■ **Instruction**:
Rewrite the records below, swapping "video screen" for "display panel" and leaving everything else unchanged. Omit the pictures from your answer.

[Stored dataset items]
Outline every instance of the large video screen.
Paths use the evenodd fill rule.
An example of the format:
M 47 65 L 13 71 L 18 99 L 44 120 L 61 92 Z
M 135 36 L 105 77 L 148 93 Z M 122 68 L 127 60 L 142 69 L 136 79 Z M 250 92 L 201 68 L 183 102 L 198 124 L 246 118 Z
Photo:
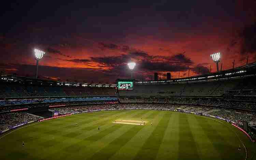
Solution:
M 119 81 L 118 84 L 118 89 L 132 89 L 133 88 L 133 82 Z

■ **Response to the task**:
Outline every instance of the large display panel.
Paths use the evenodd fill rule.
An example of the format:
M 47 65 L 13 71 L 18 99 L 44 120 L 61 92 Z
M 135 36 L 105 77 L 148 93 Z M 122 68 L 127 60 L 142 69 L 136 79 Z M 250 92 L 201 68 L 183 102 L 198 124 L 246 118 Z
Photo:
Solution:
M 119 81 L 118 84 L 118 89 L 132 89 L 133 88 L 133 82 Z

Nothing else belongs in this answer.